* [Extract]
Report on Reventador (Ecuador) — 4 April-10 April 2007
Smithsonian Institution / US Geological Survey
Weekly Volcanic Activity Report, 4 April-10 April 2007
Managing Editor: Sally Sennert.
Please cite this report as:
Global Volcanism Program, 2007. Report on Reventador (Ecuador) (Sennert, S, ed.). Weekly Volcanic Activity Report, 4 April-10 April 2007. Smithsonian Institution and US Geological Survey.
0.077°S, 77.656°W; summit elev. 3562 m
All times are local (unless otherwise noted)
Incandescent blocks ejected from the summit of Reventador that subsequently rolled down the S flanks were observed at night during 3-4 April. Satellite imagery revealed ash plumes drifting W and a large thermal anomaly over the crater. On 4 April, a plume rose to an altitude of 4.6 km (15,100 ft) a.s.l. Crater incandescence was observed on 4 and 6 April and "cannon shots" were heard on 6 April. Ash-and-steam emissions were observed during 8-9 April. Steam emissions from the flanks on 8 April possibly originated from a lava flow.
Geological Summary. Volcán El Reventador is the most frequently active of a chain of Ecuadorian volcanoes in the Cordillera Real, well east of the principal volcanic axis. The forested, dominantly andesitic stratovolcano has 4-km-wide avalanche scarp open to the E formed by edifice collapse. A young, unvegetated, cone rises from the amphitheater floor to a height comparable to the rim. It has been the source of numerous lava flows as well as explosive eruptions visible from Quito, about 90 km ESE. Frequent lahars in this region of heavy rainfall have left extensive deposits on the scarp slope. The largest recorded eruption took place in 2002, producing a 17-km-high eruption column, pyroclastic flows that traveled up to 8 km, and lava flows from summit and flank vents.

* [Record extracts]
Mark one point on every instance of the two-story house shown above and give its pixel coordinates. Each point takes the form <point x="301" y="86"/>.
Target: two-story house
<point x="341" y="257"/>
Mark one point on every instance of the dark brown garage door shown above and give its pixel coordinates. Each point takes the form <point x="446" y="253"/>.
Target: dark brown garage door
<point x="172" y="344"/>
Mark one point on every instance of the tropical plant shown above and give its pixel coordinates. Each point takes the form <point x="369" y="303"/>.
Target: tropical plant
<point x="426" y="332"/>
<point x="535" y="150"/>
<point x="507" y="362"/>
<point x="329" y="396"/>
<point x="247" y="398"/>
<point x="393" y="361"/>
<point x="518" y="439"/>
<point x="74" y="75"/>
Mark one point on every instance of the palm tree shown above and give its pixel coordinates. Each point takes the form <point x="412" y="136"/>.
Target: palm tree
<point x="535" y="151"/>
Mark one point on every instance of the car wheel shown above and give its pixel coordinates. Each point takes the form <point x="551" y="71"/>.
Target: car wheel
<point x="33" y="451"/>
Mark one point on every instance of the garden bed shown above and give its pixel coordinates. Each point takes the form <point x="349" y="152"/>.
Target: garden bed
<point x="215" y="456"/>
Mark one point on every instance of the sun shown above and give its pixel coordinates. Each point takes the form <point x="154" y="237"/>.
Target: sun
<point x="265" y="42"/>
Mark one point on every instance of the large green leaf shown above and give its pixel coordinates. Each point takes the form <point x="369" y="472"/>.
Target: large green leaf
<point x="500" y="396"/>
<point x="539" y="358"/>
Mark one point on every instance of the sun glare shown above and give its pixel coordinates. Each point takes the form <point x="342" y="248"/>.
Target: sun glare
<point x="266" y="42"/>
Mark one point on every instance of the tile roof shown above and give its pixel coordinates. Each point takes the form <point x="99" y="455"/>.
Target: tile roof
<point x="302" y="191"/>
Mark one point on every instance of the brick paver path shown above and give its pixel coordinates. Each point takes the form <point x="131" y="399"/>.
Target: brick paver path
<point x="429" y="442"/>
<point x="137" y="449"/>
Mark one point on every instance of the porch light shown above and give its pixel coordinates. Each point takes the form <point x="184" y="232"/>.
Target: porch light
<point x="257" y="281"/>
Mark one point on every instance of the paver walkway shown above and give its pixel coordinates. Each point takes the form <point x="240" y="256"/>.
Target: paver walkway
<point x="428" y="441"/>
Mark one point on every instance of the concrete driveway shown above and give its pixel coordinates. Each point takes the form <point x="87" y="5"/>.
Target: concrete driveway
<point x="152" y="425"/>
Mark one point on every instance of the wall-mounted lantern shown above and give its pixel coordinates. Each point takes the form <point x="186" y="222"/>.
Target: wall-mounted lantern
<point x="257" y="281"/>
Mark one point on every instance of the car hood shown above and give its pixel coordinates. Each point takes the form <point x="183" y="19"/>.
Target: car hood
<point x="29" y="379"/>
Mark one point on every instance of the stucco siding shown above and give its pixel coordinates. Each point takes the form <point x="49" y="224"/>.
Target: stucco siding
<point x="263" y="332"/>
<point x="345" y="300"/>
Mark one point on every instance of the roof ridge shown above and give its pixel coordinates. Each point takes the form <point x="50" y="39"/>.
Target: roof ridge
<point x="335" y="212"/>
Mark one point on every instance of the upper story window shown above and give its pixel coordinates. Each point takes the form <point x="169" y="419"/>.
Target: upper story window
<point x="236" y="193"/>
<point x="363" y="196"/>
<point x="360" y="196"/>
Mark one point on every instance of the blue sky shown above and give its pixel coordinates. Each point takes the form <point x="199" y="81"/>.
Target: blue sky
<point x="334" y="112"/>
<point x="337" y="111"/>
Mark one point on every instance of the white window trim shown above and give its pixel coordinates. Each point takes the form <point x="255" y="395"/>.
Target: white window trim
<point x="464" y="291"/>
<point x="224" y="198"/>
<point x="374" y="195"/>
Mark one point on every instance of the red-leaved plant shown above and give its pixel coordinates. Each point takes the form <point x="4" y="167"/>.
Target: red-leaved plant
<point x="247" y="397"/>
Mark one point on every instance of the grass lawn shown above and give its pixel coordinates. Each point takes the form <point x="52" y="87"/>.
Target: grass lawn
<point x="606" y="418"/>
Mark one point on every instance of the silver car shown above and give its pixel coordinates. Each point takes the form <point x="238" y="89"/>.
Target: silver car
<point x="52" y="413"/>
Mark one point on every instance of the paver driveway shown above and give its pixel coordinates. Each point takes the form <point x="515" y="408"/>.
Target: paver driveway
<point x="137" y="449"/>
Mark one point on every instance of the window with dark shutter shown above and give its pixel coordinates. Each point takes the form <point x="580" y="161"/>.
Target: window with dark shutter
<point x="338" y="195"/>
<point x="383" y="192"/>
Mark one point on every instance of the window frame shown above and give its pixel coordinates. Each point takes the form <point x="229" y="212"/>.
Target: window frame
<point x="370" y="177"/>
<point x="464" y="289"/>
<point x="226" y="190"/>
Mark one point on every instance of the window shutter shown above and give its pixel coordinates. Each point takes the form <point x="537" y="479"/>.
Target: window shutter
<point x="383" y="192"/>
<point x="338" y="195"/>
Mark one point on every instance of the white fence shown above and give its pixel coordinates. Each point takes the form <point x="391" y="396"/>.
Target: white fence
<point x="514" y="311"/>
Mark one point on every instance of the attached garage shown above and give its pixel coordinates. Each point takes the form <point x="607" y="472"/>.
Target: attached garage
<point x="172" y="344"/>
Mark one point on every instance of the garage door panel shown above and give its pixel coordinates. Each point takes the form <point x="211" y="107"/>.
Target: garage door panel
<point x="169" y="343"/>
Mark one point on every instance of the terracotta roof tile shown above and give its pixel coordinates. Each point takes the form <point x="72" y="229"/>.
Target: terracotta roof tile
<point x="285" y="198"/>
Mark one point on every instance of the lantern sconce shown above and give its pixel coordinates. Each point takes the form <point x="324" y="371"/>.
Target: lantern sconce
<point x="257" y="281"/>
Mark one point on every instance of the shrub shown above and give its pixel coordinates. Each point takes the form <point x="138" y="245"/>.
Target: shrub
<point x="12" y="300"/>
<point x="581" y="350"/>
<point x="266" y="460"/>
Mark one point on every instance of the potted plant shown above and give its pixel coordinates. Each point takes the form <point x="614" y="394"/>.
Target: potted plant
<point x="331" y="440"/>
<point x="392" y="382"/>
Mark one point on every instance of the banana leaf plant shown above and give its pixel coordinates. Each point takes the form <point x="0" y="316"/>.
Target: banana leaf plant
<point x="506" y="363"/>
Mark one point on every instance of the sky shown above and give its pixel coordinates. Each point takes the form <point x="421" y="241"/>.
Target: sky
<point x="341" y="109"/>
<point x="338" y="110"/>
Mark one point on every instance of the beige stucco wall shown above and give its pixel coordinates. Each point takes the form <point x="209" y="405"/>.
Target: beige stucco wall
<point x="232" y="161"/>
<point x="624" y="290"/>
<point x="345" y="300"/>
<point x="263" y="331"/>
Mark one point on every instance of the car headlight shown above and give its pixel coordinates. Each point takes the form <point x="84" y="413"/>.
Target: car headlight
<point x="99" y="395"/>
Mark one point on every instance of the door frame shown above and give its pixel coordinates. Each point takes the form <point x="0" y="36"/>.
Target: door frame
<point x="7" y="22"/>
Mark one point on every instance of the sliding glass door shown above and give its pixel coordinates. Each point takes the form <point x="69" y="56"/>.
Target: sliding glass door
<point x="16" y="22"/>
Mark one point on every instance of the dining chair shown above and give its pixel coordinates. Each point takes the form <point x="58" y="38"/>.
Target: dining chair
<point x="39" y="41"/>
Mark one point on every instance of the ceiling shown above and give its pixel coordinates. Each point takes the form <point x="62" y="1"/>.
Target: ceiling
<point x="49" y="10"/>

* [Work instruction 1] According to the Reventador report, what formed the 4-km-wide avalanche scarp that opens to the east?
* [Work instruction 2] Copy the part of the Reventador report from "Geological Summary. Volcán" up to and including "and flank vents.".

* [Written answer 1] The 4-km-wide avalanche scarp, open to the east, was formed by edifice collapse.

* [Written answer 2]
Geological Summary. Volcán El Reventador is the most frequently active of a chain of Ecuadorian volcanoes in the Cordillera Real, well east of the principal volcanic axis. The forested, dominantly andesitic stratovolcano has 4-km-wide avalanche scarp open to the E formed by edifice collapse. A young, unvegetated, cone rises from the amphitheater floor to a height comparable to the rim. It has been the source of numerous lava flows as well as explosive eruptions visible from Quito, about 90 km ESE. Frequent lahars in this region of heavy rainfall have left extensive deposits on the scarp slope. The largest recorded eruption took place in 2002, producing a 17-km-high eruption column, pyroclastic flows that traveled up to 8 km, and lava flows from summit and flank vents.